**EXERCISE INSTRUCTIONS**
Each entry here is to be restated word for word.

**Point-per-instance localization data**
--- --- ---
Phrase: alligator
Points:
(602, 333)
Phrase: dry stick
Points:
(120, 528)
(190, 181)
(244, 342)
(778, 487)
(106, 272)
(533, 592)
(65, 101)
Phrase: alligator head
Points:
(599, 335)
--- --- ---
**EXERCISE OUTPUT**
Phrase: alligator
Points:
(602, 333)
Phrase: dry stick
Points:
(120, 528)
(190, 181)
(244, 342)
(778, 487)
(106, 272)
(533, 592)
(65, 101)
Phrase: alligator head
Points:
(599, 335)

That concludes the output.